### EXERCISE:
Your task is to repeat the records exactly from the line containing "Would you please tag the green eucalyptus" onward, through the final line.

### EXERCISE INPUTS:
◆ ◆ ◆ ◆ ◆

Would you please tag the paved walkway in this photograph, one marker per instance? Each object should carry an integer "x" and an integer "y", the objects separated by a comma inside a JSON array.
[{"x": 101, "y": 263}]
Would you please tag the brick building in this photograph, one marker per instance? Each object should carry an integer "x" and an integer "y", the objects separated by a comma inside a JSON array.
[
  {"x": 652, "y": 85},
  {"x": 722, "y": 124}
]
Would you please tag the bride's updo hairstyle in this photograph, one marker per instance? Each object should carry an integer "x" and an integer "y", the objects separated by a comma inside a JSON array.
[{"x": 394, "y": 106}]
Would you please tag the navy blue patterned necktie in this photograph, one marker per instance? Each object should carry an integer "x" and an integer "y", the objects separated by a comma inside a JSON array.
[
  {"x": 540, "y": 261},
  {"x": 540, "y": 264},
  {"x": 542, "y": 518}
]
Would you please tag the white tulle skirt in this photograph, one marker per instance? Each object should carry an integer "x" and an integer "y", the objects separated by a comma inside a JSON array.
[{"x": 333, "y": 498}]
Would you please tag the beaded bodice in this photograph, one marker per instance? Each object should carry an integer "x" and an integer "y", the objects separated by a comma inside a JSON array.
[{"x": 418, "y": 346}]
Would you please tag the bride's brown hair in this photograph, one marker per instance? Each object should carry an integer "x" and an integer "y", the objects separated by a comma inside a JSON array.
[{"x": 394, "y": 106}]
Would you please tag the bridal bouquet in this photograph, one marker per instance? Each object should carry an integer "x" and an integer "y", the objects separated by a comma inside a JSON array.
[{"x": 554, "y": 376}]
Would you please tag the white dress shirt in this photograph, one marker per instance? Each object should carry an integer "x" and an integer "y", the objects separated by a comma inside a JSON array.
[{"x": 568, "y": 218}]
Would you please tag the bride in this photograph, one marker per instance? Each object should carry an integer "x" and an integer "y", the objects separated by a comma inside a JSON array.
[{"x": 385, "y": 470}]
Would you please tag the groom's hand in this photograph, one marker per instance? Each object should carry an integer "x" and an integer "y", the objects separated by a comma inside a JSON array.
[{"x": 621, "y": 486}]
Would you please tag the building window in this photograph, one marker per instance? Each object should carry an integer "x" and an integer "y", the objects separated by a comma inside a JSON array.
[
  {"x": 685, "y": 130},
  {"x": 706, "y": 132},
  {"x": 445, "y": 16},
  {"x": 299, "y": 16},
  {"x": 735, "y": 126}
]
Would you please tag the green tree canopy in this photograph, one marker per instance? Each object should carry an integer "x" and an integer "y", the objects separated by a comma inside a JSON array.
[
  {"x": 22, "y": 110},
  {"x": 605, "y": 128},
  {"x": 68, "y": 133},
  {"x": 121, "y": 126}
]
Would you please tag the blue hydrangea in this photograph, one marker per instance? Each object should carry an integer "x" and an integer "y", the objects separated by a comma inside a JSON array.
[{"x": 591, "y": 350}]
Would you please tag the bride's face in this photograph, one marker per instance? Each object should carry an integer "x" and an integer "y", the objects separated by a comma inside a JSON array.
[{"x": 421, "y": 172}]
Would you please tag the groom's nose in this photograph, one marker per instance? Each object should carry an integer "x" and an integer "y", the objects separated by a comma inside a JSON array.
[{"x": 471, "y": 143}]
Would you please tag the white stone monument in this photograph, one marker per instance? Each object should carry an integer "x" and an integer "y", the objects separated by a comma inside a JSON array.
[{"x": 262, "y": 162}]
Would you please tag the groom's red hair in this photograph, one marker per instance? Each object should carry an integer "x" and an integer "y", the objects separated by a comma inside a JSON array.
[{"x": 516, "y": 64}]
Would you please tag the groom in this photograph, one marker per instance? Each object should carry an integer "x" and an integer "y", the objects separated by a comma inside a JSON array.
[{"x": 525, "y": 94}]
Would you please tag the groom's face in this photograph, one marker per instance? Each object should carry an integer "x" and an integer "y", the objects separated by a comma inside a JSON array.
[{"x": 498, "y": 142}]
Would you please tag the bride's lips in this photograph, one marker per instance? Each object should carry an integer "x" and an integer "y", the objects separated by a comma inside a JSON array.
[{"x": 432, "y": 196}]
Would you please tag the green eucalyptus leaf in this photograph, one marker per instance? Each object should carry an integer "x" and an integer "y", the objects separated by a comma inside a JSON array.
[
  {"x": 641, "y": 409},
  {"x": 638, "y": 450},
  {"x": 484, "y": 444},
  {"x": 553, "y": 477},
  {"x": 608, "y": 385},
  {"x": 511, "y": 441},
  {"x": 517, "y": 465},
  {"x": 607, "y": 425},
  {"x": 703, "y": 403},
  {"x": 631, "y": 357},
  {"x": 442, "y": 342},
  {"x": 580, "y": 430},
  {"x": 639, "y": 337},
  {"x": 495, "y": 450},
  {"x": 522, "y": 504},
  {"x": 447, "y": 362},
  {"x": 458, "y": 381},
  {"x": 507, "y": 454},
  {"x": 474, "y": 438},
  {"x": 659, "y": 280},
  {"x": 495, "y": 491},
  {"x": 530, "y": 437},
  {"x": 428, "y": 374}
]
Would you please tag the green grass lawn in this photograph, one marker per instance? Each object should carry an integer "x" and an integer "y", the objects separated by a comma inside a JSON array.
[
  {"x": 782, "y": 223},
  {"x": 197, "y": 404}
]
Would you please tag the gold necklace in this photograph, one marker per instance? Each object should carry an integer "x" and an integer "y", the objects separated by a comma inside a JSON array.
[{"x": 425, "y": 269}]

◆ ◆ ◆ ◆ ◆

### SOLUTION TO THIS EXERCISE:
Would you please tag the green eucalyptus leaf in this photograph, one marker per instance? Each object should carry an integer "x" and an integer "y", the objects separated by a comma inside a JSON array.
[
  {"x": 641, "y": 409},
  {"x": 638, "y": 450},
  {"x": 484, "y": 444},
  {"x": 553, "y": 477},
  {"x": 608, "y": 385},
  {"x": 511, "y": 441},
  {"x": 517, "y": 465},
  {"x": 607, "y": 425},
  {"x": 703, "y": 403},
  {"x": 631, "y": 357},
  {"x": 442, "y": 342},
  {"x": 580, "y": 430},
  {"x": 639, "y": 337},
  {"x": 495, "y": 450},
  {"x": 522, "y": 504},
  {"x": 447, "y": 362},
  {"x": 458, "y": 381},
  {"x": 507, "y": 454},
  {"x": 474, "y": 438},
  {"x": 659, "y": 280},
  {"x": 495, "y": 491},
  {"x": 530, "y": 437},
  {"x": 428, "y": 374}
]
Would you please tag the green grass lawn in this photograph, one marker per instance? Each object should carry an integer "x" and an integer "y", the objects separated by a comma inside a JSON array.
[
  {"x": 782, "y": 223},
  {"x": 197, "y": 404}
]
Would you please tag the gold necklace in this photograph, one marker per instance? Each object should carry an integer "x" and an integer "y", the objects separated by a comma inside a JSON array.
[{"x": 425, "y": 269}]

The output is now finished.